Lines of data
━━━
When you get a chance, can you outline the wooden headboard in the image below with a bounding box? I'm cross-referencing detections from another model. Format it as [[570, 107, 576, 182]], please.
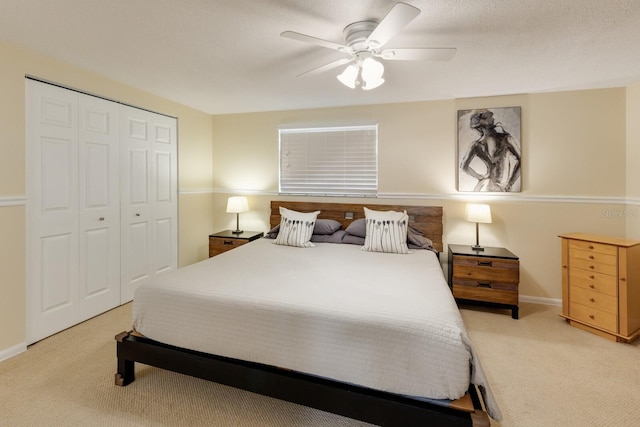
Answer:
[[270, 201, 443, 252]]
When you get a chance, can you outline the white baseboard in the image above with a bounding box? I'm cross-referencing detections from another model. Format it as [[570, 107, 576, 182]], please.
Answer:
[[0, 342, 27, 362], [518, 295, 562, 306]]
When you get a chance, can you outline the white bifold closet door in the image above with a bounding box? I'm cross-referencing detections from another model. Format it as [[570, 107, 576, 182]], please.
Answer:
[[120, 107, 178, 303], [26, 79, 177, 343]]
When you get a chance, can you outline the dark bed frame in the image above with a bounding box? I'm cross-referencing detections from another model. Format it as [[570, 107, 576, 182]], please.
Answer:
[[115, 201, 489, 426]]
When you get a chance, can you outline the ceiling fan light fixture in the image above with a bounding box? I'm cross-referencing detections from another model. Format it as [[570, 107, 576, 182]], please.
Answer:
[[338, 64, 360, 89], [362, 57, 384, 90]]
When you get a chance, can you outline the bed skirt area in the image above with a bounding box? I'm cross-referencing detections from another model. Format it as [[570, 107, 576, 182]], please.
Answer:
[[115, 332, 490, 427]]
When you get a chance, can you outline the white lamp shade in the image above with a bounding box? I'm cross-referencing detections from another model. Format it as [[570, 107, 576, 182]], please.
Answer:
[[227, 196, 249, 213], [464, 203, 491, 223]]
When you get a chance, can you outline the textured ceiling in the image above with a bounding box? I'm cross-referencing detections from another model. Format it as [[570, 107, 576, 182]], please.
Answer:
[[0, 0, 640, 114]]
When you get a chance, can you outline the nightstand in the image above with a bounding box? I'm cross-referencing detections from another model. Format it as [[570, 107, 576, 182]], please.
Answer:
[[209, 230, 264, 258], [449, 245, 520, 319]]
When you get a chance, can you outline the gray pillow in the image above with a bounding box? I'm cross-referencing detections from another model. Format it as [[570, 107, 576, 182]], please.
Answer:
[[313, 219, 342, 235], [346, 218, 367, 238], [311, 230, 346, 243], [407, 225, 435, 251], [342, 233, 364, 246]]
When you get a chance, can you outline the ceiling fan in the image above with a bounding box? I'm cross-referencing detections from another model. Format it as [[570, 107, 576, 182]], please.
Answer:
[[280, 3, 456, 90]]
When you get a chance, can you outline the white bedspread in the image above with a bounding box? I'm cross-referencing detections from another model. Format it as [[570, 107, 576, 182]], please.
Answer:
[[133, 239, 499, 418]]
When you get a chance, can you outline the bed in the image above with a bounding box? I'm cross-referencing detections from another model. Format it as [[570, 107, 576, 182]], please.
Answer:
[[116, 201, 500, 426]]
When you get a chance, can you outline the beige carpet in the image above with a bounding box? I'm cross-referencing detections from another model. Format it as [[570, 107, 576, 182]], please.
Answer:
[[0, 304, 640, 427]]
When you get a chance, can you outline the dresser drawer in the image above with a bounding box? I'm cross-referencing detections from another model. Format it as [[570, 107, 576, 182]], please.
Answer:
[[569, 258, 618, 277], [453, 279, 518, 305], [569, 301, 618, 333], [569, 268, 618, 297], [569, 240, 618, 256], [453, 256, 520, 283], [569, 249, 618, 266], [570, 286, 618, 315]]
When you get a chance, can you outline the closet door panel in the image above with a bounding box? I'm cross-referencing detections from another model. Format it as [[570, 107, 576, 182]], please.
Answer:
[[152, 119, 178, 273], [79, 94, 120, 320], [121, 107, 178, 303], [26, 81, 79, 344]]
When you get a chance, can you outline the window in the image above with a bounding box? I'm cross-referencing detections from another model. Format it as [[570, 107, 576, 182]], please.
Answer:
[[279, 125, 378, 196]]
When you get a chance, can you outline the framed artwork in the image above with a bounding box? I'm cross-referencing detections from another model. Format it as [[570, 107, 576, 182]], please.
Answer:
[[458, 107, 522, 192]]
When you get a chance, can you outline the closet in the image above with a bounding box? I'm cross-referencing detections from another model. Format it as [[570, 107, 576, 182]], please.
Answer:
[[25, 78, 178, 344]]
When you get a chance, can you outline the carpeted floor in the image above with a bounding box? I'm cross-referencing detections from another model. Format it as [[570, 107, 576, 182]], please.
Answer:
[[0, 304, 640, 427]]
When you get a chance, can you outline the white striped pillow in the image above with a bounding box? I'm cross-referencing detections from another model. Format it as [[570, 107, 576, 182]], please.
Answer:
[[274, 206, 320, 248], [362, 208, 409, 254]]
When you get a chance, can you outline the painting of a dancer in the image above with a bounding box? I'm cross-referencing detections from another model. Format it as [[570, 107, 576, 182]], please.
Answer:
[[458, 107, 522, 192]]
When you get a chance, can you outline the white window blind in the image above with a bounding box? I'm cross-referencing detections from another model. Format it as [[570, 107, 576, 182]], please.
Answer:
[[279, 125, 378, 196]]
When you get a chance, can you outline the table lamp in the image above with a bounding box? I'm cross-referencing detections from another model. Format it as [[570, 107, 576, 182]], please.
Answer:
[[464, 203, 491, 251], [227, 196, 249, 234]]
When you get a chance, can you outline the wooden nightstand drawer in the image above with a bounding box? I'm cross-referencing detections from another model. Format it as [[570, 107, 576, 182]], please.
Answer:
[[453, 256, 520, 283], [453, 279, 518, 305], [209, 238, 249, 257], [209, 230, 264, 258]]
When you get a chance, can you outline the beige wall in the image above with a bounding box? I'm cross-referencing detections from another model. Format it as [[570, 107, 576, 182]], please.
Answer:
[[213, 88, 640, 308], [624, 83, 640, 239], [0, 43, 213, 356]]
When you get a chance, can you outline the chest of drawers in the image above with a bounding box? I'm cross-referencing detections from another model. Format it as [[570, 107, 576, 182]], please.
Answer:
[[560, 233, 640, 342]]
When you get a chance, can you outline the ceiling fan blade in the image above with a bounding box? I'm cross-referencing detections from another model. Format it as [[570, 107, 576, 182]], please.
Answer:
[[298, 58, 355, 77], [280, 31, 351, 54], [367, 3, 420, 49], [376, 47, 457, 61]]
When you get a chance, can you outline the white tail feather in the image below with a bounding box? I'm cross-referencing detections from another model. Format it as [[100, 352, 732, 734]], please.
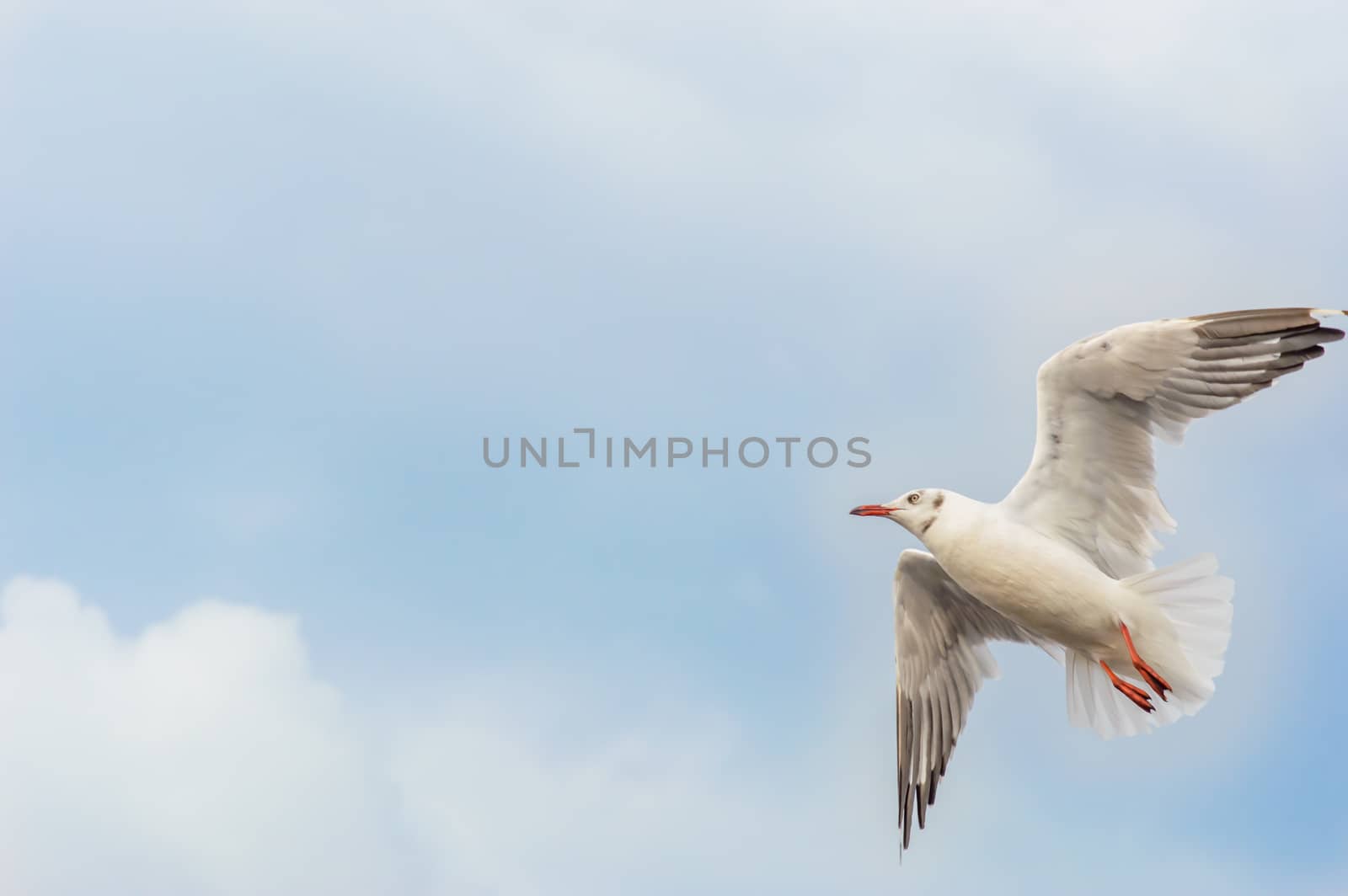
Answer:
[[1067, 554, 1236, 739]]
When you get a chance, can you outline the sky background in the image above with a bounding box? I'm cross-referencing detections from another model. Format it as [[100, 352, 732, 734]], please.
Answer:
[[0, 0, 1348, 896]]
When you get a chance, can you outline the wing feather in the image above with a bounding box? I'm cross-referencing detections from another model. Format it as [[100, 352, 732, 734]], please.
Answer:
[[894, 551, 1053, 849], [1003, 308, 1348, 576]]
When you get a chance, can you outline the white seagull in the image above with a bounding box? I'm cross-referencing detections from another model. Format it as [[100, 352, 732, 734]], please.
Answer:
[[852, 308, 1348, 849]]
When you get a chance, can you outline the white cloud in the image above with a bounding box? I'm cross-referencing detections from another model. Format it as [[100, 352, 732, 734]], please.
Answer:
[[0, 578, 395, 894], [0, 578, 1332, 896]]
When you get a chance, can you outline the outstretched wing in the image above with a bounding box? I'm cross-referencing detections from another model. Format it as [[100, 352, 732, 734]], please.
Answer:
[[894, 550, 1053, 849], [1002, 308, 1348, 578]]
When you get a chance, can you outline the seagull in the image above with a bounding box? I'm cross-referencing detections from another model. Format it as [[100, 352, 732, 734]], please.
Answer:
[[852, 308, 1348, 854]]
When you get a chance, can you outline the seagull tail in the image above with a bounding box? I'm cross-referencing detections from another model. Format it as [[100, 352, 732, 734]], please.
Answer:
[[1121, 554, 1236, 716], [1067, 554, 1236, 739]]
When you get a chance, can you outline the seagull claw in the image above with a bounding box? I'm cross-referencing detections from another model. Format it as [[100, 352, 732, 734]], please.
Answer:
[[1100, 660, 1157, 712]]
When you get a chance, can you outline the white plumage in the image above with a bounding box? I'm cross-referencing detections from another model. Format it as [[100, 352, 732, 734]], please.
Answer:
[[852, 308, 1348, 849]]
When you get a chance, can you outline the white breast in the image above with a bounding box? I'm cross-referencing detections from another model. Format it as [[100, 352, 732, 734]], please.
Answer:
[[925, 501, 1130, 655]]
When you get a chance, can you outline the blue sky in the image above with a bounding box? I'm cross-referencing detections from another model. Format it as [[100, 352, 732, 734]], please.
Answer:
[[0, 0, 1348, 896]]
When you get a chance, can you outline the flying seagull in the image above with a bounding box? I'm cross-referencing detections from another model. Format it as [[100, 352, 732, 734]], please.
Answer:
[[852, 308, 1348, 849]]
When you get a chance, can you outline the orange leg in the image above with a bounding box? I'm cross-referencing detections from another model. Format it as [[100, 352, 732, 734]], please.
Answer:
[[1100, 660, 1157, 712], [1119, 622, 1174, 701]]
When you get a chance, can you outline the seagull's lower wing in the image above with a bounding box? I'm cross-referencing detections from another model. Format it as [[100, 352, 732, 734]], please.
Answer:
[[1002, 308, 1345, 578], [894, 550, 1054, 849]]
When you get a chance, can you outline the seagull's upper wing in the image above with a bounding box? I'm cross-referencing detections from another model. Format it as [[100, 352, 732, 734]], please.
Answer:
[[1002, 308, 1348, 578], [894, 550, 1053, 849]]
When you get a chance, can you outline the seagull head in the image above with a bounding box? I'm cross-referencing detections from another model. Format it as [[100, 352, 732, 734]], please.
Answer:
[[852, 489, 945, 537]]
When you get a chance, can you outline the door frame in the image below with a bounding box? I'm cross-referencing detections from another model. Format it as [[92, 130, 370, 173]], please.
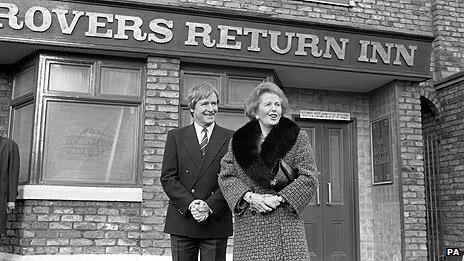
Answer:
[[291, 114, 361, 260]]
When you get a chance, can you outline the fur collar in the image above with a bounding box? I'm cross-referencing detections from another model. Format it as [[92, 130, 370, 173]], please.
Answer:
[[232, 117, 300, 187]]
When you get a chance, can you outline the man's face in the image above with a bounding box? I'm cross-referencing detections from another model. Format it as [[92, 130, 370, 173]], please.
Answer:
[[192, 92, 218, 127]]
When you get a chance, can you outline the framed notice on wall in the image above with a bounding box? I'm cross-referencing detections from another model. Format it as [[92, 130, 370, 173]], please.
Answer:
[[371, 118, 393, 185]]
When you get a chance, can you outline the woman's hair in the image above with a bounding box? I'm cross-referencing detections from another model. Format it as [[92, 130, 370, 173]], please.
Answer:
[[245, 82, 289, 120], [187, 82, 219, 110]]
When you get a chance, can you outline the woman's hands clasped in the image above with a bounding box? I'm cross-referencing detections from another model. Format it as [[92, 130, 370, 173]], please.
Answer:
[[243, 192, 283, 214]]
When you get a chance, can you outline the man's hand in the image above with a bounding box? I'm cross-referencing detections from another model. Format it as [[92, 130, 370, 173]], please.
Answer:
[[6, 201, 16, 213], [189, 199, 211, 222]]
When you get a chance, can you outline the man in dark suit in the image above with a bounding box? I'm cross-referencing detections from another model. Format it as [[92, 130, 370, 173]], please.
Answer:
[[0, 136, 19, 235], [161, 83, 233, 261]]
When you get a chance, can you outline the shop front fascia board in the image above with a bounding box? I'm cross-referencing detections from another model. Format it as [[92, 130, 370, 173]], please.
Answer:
[[0, 0, 433, 81]]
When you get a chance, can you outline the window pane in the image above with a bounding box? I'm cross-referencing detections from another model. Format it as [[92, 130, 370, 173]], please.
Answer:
[[48, 63, 91, 93], [42, 102, 139, 184], [100, 67, 141, 96], [13, 67, 35, 99], [11, 104, 34, 182]]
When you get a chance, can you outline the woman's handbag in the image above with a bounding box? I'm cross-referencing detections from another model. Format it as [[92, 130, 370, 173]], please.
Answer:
[[271, 159, 298, 190]]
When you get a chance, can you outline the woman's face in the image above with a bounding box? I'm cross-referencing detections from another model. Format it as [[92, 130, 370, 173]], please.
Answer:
[[256, 92, 282, 127]]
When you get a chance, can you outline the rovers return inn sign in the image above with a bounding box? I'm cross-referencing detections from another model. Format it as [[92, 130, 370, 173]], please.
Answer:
[[0, 0, 432, 78]]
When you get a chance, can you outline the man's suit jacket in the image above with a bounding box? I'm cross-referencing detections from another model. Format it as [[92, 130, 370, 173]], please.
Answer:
[[0, 137, 19, 234], [160, 124, 233, 238]]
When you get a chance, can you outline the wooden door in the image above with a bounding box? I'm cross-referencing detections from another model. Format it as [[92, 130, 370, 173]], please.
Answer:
[[298, 120, 356, 261]]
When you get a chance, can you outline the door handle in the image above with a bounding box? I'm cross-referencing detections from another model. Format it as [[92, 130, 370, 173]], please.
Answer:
[[327, 182, 332, 206], [316, 185, 321, 206]]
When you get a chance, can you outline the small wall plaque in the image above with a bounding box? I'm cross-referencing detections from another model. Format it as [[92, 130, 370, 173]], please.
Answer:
[[371, 118, 393, 185], [300, 110, 350, 121]]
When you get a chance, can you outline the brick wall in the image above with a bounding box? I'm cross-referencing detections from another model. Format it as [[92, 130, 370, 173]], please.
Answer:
[[141, 57, 180, 255], [0, 68, 13, 137], [395, 82, 427, 261], [369, 84, 401, 260], [285, 88, 376, 261], [432, 0, 464, 80], [125, 0, 430, 33], [0, 200, 141, 255], [437, 73, 464, 251]]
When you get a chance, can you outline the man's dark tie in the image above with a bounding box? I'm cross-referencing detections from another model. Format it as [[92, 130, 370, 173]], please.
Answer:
[[200, 128, 208, 155]]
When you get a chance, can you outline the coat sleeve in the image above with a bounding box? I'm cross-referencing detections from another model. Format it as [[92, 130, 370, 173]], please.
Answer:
[[8, 142, 19, 202], [218, 141, 251, 214], [279, 131, 319, 216], [160, 131, 195, 214]]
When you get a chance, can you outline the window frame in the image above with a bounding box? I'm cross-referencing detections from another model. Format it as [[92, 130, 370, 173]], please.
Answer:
[[9, 53, 146, 188]]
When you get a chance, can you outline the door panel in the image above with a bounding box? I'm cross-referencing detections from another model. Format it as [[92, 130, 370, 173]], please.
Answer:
[[298, 121, 355, 261], [300, 122, 323, 261]]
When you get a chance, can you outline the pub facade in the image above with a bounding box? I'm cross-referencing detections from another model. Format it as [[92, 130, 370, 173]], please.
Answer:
[[0, 0, 464, 261]]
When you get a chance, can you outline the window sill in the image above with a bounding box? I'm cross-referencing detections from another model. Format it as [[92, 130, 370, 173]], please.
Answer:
[[18, 185, 142, 202]]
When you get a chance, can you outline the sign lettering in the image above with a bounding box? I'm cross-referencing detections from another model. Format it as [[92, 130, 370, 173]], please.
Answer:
[[0, 0, 431, 77]]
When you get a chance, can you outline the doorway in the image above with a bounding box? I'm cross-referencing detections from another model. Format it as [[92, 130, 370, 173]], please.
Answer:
[[297, 119, 357, 261]]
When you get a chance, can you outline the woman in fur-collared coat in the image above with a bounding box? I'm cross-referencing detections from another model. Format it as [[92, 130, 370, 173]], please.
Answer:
[[219, 82, 318, 261]]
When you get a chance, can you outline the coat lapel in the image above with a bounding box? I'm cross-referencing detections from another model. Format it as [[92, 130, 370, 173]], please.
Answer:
[[181, 124, 202, 168], [188, 124, 227, 186]]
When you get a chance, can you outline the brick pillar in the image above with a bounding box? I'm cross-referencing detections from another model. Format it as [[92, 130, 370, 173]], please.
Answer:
[[395, 82, 427, 261], [437, 77, 464, 251], [141, 57, 180, 255]]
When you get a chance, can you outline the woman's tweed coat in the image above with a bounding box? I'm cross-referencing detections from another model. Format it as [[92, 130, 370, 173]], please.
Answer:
[[219, 117, 318, 261]]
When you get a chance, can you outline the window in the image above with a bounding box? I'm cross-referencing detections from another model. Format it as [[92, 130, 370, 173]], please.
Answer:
[[12, 55, 145, 187], [179, 64, 275, 130]]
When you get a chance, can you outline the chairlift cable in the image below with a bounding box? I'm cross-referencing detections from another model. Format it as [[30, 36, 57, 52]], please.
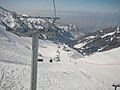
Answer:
[[53, 0, 56, 17]]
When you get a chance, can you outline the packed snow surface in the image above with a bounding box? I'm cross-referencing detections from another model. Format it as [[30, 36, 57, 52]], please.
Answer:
[[0, 26, 120, 90]]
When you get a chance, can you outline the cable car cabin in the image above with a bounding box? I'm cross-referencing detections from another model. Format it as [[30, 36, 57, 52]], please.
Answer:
[[38, 56, 43, 62]]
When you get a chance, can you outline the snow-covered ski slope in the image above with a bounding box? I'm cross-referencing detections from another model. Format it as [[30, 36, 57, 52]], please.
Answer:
[[0, 25, 120, 90]]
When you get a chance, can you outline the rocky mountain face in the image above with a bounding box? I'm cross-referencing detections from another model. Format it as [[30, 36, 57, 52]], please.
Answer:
[[0, 7, 83, 47], [75, 27, 120, 55]]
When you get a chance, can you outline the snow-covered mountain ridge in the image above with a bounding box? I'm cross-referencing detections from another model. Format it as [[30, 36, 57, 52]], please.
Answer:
[[0, 16, 120, 90], [75, 27, 120, 55], [0, 7, 83, 46]]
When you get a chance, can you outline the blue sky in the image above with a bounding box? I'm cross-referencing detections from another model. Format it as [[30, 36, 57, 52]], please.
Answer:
[[0, 0, 120, 12], [0, 0, 120, 30]]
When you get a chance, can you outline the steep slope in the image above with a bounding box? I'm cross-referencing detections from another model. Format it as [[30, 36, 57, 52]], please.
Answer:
[[0, 7, 83, 46], [0, 23, 120, 90], [75, 27, 120, 55]]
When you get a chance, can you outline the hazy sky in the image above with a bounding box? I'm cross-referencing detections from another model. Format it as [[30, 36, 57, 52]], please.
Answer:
[[0, 0, 120, 30]]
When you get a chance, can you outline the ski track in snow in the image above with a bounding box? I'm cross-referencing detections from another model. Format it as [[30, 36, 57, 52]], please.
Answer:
[[0, 26, 120, 90]]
━━━
=== Problem to work on ===
Express the stretch of items from the line containing "When you get a chance, can you outline the woman's tweed" through the line containing "[[38, 56, 43, 62]]" as a two-column CSV with columns item_text and answer. Give one row per item, put each field in quotes with line breaks turned into spaces, and leave out the pictures.

=== In response ===
item_text,answer
"When you get a chance, can you outline the woman's tweed coat in the image above with a bounding box? I'm cross-referencing detections from another model. Format it as [[92, 130, 370, 173]], please. Answer:","[[219, 117, 318, 261]]"
"When you get a chance, can you outline the window in the image above with a bounding box? I'm cross-referencing detections from another model. Format it as [[92, 130, 370, 173]], please. Answer:","[[12, 55, 145, 187], [179, 64, 275, 130]]"
"When you get a chance, can you outline the chairlift cable in the image below with a bounding box? I'm cross-referencing detections from another model. Format it as [[30, 36, 57, 52]], please. Answer:","[[53, 0, 56, 17]]"
"When you get a chance, can you outline the packed snow surface in the image above with a bounding box? I'm cross-referencing detections from another model. Format it as [[30, 36, 57, 52]], please. Answer:","[[0, 26, 120, 90]]"
"When you get a chance, can you outline the cable car cabin in the image above with a bounding box? I'm cross-referencing detections from another model. Format it as [[30, 36, 57, 52]], please. Answer:","[[38, 56, 43, 62]]"